─── EXCERPTED RECORDS ───

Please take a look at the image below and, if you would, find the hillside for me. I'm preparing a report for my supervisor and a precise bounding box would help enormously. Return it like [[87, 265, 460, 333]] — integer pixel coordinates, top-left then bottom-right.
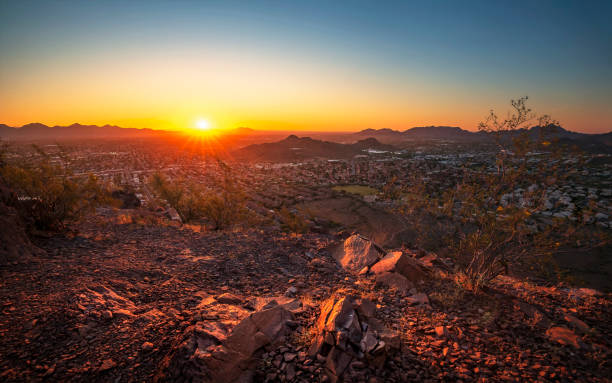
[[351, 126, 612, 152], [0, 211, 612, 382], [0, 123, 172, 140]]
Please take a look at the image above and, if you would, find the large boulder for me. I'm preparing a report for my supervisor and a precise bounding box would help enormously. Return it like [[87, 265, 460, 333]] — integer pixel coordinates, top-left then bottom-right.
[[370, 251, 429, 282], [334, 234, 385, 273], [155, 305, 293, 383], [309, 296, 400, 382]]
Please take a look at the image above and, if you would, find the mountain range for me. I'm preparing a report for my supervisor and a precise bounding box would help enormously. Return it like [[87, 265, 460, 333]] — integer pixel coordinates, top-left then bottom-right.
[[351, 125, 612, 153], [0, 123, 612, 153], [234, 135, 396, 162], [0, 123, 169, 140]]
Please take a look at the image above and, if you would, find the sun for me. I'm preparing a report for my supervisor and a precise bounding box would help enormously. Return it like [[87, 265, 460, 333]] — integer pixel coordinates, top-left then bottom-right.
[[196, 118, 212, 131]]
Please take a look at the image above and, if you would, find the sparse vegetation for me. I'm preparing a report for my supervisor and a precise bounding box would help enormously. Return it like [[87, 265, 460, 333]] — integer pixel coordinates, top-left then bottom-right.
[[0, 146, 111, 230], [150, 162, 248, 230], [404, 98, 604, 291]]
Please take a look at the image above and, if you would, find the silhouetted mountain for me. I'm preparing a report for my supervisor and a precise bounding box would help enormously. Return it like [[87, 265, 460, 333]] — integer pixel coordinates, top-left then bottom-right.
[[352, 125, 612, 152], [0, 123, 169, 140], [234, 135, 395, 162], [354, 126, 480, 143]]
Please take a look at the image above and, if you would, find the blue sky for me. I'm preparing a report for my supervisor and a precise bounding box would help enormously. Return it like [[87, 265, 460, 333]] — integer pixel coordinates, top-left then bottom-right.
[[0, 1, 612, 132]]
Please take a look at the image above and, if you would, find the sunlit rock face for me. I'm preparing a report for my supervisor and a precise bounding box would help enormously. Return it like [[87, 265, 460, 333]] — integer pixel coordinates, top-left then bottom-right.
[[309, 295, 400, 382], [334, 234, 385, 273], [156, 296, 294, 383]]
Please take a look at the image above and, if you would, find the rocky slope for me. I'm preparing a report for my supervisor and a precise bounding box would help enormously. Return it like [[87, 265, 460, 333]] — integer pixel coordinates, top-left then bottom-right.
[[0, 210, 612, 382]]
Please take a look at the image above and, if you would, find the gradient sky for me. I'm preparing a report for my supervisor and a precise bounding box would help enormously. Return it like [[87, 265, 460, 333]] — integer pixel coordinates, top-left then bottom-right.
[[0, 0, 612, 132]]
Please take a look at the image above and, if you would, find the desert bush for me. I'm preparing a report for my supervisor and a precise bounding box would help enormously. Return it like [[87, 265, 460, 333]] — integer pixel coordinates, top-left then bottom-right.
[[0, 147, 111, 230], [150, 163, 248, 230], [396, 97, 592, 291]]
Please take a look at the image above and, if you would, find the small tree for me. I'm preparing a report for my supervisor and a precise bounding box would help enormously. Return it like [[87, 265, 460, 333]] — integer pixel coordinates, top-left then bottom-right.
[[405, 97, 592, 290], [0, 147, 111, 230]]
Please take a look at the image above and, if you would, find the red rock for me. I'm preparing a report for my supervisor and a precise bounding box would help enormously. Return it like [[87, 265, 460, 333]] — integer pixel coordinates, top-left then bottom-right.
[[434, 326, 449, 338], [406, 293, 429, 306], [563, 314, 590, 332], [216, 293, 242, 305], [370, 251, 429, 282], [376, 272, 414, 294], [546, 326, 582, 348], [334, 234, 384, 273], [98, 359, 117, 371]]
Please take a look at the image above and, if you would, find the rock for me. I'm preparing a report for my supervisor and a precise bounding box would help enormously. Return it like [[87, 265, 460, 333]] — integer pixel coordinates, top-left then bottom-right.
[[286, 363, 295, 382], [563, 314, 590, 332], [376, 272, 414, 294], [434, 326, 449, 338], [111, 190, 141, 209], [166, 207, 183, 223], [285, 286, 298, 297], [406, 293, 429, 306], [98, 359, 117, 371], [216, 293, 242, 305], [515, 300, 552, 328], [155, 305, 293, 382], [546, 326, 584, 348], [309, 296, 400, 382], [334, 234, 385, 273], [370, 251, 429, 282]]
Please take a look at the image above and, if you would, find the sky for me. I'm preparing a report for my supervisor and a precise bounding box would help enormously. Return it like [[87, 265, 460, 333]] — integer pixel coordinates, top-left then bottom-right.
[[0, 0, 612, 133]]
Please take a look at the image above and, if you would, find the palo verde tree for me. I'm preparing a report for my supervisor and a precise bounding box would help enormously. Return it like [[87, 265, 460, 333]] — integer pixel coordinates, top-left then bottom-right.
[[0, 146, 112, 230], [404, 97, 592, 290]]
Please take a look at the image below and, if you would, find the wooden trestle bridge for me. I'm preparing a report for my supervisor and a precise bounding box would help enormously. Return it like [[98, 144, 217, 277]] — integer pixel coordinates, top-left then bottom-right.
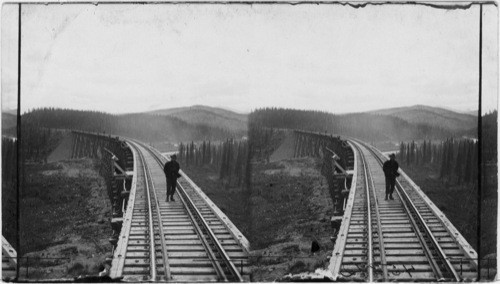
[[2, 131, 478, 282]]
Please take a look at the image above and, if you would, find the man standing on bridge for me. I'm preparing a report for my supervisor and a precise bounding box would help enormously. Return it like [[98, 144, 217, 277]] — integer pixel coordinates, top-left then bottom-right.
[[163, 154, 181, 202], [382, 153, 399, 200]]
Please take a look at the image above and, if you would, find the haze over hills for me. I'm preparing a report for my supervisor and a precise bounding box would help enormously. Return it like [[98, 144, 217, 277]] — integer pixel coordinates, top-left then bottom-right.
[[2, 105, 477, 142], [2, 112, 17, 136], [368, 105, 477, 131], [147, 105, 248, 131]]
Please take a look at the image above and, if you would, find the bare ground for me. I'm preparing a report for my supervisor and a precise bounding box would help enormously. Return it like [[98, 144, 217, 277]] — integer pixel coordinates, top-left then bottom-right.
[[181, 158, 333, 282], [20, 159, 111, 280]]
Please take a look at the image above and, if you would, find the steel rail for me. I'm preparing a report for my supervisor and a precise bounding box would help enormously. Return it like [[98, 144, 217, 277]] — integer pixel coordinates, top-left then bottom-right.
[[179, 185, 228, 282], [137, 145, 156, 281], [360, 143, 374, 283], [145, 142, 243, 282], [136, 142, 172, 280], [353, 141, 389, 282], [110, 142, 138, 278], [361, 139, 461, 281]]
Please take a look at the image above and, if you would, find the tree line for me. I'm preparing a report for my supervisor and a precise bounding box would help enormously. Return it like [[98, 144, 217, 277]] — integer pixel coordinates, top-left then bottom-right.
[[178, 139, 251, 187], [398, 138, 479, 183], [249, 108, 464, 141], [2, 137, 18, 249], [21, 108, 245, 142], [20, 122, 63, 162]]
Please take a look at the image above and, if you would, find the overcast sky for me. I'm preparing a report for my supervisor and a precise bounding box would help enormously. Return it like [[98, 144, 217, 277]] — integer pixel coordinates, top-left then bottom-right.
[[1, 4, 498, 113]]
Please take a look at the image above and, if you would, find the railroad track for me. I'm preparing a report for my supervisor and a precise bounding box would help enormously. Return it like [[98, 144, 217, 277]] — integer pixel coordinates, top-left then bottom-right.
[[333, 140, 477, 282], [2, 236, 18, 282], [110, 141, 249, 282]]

───
─── EXCERPTED RECORDS ───

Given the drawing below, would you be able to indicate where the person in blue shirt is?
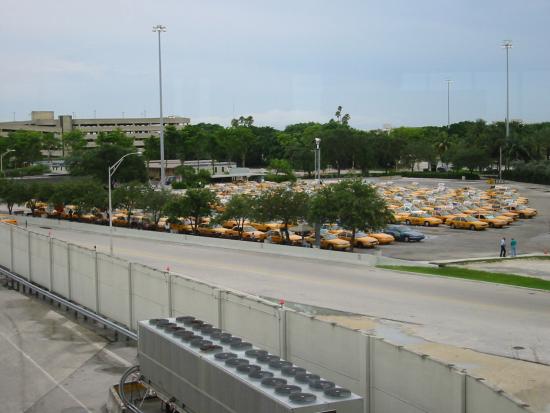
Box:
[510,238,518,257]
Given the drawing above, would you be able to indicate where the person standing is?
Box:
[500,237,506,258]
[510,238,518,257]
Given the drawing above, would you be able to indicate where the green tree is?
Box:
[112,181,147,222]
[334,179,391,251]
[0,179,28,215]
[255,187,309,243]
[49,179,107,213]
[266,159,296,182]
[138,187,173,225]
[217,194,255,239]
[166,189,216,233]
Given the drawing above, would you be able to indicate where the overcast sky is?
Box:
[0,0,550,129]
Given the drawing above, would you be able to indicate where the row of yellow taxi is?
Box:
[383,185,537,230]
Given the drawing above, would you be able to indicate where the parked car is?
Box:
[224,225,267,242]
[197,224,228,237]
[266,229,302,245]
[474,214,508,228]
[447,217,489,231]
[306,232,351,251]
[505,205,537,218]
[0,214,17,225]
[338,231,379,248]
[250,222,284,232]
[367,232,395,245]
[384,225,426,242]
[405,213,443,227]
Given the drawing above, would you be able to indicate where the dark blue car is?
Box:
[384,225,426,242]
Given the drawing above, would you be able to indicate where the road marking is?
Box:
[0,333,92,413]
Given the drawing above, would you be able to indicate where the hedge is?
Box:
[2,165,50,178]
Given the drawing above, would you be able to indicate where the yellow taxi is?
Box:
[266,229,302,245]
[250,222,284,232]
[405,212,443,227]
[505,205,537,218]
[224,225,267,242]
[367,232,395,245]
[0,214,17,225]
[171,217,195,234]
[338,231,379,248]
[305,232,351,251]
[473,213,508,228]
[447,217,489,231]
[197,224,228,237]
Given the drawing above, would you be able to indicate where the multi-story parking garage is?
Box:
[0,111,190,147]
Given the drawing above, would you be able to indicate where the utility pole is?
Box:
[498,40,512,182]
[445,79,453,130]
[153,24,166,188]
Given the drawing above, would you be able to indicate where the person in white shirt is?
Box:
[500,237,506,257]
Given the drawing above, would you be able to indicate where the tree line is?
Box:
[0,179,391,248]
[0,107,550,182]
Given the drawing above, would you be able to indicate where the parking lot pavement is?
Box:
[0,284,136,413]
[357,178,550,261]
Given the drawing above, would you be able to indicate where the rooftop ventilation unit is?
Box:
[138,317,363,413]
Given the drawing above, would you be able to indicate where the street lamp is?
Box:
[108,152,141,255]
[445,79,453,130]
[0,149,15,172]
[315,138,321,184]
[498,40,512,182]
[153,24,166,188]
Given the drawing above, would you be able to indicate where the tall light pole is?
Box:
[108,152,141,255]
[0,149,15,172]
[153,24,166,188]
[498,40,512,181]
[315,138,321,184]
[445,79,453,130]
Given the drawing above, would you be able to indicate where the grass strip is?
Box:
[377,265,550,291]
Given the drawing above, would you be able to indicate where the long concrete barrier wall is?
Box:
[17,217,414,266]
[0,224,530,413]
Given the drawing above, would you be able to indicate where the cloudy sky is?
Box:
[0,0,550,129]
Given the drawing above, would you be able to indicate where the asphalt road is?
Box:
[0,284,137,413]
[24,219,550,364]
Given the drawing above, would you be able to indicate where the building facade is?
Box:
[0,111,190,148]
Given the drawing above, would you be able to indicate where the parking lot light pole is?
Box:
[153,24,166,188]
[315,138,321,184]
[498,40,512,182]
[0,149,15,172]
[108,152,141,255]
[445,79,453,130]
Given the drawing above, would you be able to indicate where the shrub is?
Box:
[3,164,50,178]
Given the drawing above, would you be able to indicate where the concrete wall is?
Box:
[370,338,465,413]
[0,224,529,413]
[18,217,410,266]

───

REQUEST :: Please copy out, word for word, the lines starting with the one containing "find the hillside" and going on through the one containing "[[196, 118, 212, 131]]". Leave the pictures out of your answer.

EXERCISE ANSWER ::
Please take a look at the image below and, if you would, find the hillside for me. I'm preparing a report for my supervisor and a precise bounding box would help enormously. Return it like [[87, 265, 460, 333]] — integer pixel coordinates, top-left then bottom-right.
[[351, 126, 612, 152], [0, 211, 612, 382], [0, 123, 172, 140]]
Please take a look at the image above and, if you would, find the large boulder for me. I'm preparing a report for my supervisor and a precise bounding box would help enormously. Return it like [[87, 265, 460, 333]] — integer pixel coordinates, top-left then bottom-right.
[[370, 251, 429, 282], [334, 234, 385, 273], [155, 305, 293, 383], [309, 296, 400, 382]]
Please take a look at the image above and, if you would, find the mountain range for me. I'm preparing a report for my supervisor and a precise bounding box would help enormously. Return it like [[87, 265, 460, 333]] — integer pixel coordinates, top-left then bottom-right.
[[351, 125, 612, 153], [0, 123, 612, 153], [234, 135, 396, 162], [0, 123, 169, 140]]
Please take a look at the image above and, if you would, find the sun for me. I'm preparing a report for my supervisor and a precise bounding box would help enormously. Return it like [[87, 265, 460, 333]] — integer pixel coordinates, top-left then bottom-right.
[[196, 118, 212, 131]]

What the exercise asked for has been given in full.